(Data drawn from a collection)
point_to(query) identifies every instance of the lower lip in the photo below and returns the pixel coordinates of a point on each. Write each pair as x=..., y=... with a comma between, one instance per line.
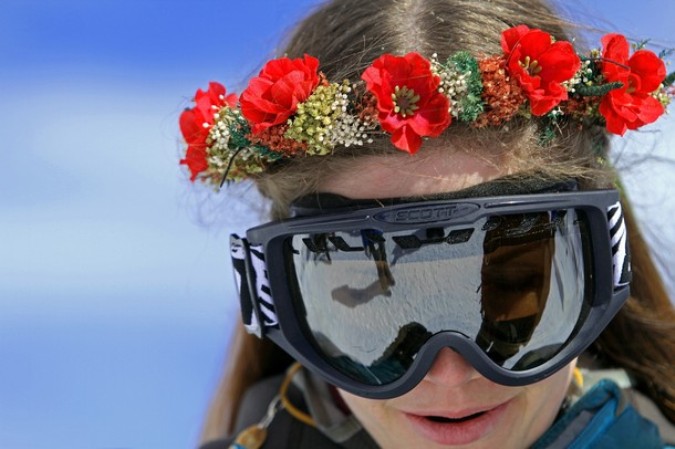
x=457, y=433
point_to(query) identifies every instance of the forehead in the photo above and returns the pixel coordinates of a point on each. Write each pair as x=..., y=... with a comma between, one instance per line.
x=405, y=175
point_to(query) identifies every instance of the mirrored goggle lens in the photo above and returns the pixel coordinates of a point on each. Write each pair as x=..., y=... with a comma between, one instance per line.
x=514, y=284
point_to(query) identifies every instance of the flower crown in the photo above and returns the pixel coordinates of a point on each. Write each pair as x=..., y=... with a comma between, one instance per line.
x=291, y=110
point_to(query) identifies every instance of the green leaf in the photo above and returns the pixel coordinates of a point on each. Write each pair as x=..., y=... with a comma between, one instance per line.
x=597, y=90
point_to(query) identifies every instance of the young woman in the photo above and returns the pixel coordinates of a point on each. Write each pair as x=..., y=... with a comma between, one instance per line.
x=450, y=259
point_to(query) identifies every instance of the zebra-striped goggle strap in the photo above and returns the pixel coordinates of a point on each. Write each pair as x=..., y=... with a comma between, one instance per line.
x=519, y=285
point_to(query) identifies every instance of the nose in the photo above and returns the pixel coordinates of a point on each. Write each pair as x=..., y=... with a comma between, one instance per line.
x=450, y=369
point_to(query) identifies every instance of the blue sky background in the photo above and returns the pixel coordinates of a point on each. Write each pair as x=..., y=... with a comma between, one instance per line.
x=115, y=287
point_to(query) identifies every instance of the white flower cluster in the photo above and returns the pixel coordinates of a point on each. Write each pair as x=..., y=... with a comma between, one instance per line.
x=453, y=84
x=583, y=76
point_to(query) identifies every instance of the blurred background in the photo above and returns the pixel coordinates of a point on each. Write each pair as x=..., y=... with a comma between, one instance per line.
x=115, y=288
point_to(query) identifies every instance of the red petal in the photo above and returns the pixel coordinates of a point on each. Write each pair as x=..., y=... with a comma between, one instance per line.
x=535, y=43
x=650, y=109
x=615, y=56
x=615, y=123
x=559, y=63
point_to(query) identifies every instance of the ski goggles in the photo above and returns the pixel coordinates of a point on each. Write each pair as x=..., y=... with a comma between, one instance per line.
x=366, y=296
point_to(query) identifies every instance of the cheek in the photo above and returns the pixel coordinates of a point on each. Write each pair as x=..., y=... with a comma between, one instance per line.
x=531, y=413
x=378, y=419
x=542, y=401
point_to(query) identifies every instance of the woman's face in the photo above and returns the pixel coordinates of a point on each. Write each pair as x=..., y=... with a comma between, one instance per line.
x=482, y=414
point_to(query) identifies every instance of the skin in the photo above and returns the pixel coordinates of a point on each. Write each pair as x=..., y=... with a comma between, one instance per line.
x=452, y=387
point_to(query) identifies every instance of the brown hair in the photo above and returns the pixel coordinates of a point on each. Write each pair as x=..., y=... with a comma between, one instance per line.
x=346, y=36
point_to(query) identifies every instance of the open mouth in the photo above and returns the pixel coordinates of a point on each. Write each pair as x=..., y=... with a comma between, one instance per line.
x=443, y=419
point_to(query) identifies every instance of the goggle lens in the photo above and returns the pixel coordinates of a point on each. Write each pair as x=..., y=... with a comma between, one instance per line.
x=514, y=284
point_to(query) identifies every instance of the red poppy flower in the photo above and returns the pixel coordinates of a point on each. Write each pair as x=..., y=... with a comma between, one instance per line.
x=272, y=97
x=408, y=102
x=539, y=65
x=196, y=123
x=632, y=105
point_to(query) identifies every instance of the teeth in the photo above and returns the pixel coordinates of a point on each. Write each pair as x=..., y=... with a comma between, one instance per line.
x=443, y=419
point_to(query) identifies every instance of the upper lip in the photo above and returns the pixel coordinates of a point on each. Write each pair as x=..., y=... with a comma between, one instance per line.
x=454, y=414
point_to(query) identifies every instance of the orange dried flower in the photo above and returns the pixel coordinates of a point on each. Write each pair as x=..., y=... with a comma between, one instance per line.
x=501, y=95
x=273, y=138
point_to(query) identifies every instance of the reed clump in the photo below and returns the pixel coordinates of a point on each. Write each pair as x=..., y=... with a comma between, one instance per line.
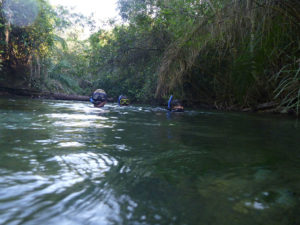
x=237, y=54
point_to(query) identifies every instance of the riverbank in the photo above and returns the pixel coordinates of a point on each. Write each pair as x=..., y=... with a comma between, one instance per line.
x=268, y=107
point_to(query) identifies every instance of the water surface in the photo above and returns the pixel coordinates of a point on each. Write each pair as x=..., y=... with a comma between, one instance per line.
x=69, y=163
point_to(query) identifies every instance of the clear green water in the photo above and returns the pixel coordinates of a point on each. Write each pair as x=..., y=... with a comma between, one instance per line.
x=69, y=163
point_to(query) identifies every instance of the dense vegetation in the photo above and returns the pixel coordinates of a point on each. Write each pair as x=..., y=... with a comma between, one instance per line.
x=229, y=53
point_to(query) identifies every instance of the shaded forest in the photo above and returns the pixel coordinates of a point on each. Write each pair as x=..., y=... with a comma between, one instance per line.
x=229, y=54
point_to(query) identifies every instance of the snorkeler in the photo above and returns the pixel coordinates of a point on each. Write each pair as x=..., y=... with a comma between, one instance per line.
x=123, y=100
x=99, y=98
x=175, y=105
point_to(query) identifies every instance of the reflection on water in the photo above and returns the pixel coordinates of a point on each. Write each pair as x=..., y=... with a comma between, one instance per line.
x=69, y=163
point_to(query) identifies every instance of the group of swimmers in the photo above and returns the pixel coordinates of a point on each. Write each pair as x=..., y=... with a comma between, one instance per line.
x=99, y=99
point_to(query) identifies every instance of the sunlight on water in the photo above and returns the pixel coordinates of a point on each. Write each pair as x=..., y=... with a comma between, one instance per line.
x=69, y=163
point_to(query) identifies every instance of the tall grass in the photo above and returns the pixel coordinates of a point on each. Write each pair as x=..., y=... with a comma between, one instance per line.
x=243, y=54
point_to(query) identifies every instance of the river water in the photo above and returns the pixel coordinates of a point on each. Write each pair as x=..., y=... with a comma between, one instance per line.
x=69, y=163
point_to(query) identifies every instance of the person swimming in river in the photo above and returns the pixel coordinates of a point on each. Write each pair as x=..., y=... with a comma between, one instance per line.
x=123, y=100
x=99, y=98
x=175, y=105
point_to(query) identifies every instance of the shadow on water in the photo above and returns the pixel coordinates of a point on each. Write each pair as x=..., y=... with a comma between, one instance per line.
x=69, y=163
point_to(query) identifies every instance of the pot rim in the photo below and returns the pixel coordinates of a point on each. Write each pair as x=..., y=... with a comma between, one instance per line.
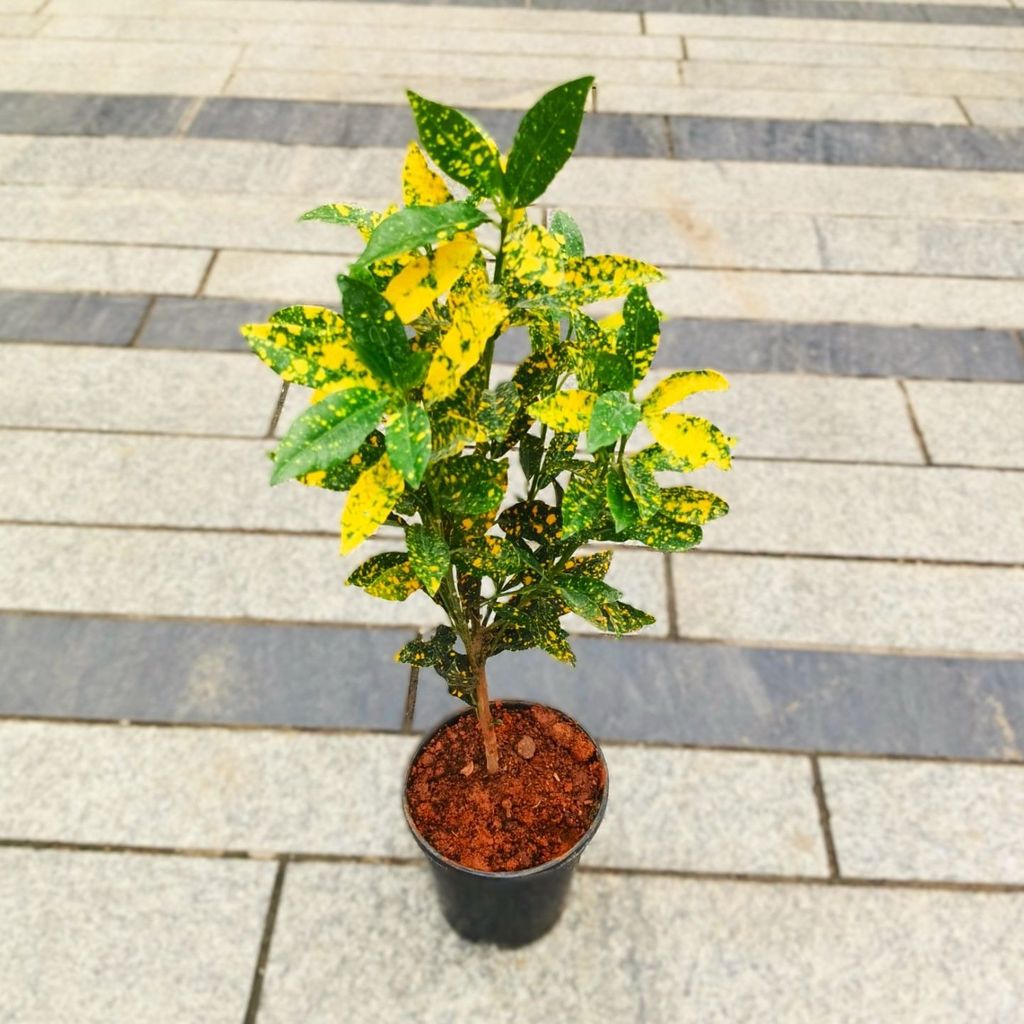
x=525, y=872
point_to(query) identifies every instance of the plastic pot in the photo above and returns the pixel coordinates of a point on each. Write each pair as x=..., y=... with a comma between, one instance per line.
x=507, y=908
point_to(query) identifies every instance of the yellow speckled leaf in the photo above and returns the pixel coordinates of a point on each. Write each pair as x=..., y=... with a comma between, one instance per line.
x=691, y=439
x=475, y=315
x=421, y=185
x=426, y=278
x=681, y=385
x=566, y=412
x=370, y=502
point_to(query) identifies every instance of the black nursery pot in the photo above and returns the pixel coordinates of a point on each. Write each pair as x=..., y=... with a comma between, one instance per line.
x=507, y=908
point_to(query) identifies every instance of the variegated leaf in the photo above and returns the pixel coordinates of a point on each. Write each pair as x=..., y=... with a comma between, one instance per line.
x=421, y=185
x=429, y=556
x=427, y=278
x=370, y=502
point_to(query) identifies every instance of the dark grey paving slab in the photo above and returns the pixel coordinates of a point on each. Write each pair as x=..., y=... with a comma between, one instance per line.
x=852, y=143
x=211, y=324
x=710, y=694
x=90, y=320
x=71, y=114
x=832, y=349
x=69, y=667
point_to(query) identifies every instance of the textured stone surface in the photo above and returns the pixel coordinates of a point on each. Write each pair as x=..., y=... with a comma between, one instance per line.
x=87, y=668
x=90, y=320
x=699, y=810
x=214, y=788
x=861, y=605
x=947, y=822
x=717, y=694
x=114, y=389
x=669, y=949
x=971, y=424
x=100, y=938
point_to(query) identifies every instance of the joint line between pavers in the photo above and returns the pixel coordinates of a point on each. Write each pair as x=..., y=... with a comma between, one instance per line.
x=256, y=990
x=824, y=819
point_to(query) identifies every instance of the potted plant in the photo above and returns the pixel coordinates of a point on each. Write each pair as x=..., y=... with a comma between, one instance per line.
x=412, y=419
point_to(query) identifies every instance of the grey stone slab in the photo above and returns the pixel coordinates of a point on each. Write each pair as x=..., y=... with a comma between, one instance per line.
x=210, y=324
x=948, y=146
x=100, y=938
x=643, y=948
x=61, y=316
x=944, y=822
x=715, y=694
x=86, y=668
x=70, y=114
x=180, y=787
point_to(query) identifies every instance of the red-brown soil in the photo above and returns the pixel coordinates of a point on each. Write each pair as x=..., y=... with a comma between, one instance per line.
x=534, y=809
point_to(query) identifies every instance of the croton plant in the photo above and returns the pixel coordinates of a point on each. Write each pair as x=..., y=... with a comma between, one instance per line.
x=418, y=416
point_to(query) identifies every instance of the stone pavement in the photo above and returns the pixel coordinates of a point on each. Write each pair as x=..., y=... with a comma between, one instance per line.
x=816, y=756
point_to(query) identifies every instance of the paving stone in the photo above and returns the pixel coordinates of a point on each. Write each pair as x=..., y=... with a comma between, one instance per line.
x=714, y=694
x=125, y=389
x=85, y=668
x=681, y=797
x=59, y=316
x=971, y=424
x=841, y=349
x=56, y=114
x=208, y=324
x=880, y=606
x=183, y=934
x=216, y=788
x=670, y=949
x=945, y=822
x=50, y=266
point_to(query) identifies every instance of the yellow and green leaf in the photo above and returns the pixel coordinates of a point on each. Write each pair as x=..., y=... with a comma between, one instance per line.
x=370, y=502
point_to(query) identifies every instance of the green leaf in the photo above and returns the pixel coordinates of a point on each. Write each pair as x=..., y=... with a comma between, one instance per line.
x=379, y=338
x=561, y=223
x=409, y=442
x=387, y=576
x=457, y=145
x=498, y=409
x=341, y=475
x=614, y=416
x=585, y=498
x=419, y=225
x=622, y=504
x=469, y=484
x=429, y=556
x=328, y=432
x=544, y=140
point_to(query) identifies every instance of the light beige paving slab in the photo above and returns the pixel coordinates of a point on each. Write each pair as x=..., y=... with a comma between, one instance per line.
x=357, y=38
x=829, y=298
x=66, y=266
x=971, y=424
x=687, y=810
x=813, y=30
x=98, y=938
x=135, y=390
x=696, y=237
x=736, y=102
x=634, y=949
x=794, y=54
x=808, y=508
x=882, y=606
x=313, y=174
x=261, y=791
x=913, y=81
x=998, y=113
x=166, y=217
x=392, y=14
x=946, y=822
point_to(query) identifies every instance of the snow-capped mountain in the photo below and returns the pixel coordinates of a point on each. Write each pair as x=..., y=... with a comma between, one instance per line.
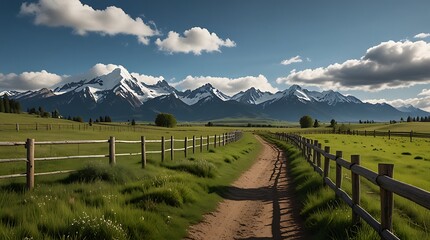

» **SHORT PROBLEM**
Please swap "pavers" for "tiles" in the lines from the one with "point_to(query) identifies every instance of the joint" up to and including the one with "x=824, y=819", and give only those lines with everything else unchanged.

» **TASK RESPONSE**
point_to(query) identifies every instance of the joint line between tiles in the photo above and returns the pixel coordinates of a point on each. Write each pair as x=..., y=... with a comma between, one instance per line.
x=256, y=990
x=824, y=819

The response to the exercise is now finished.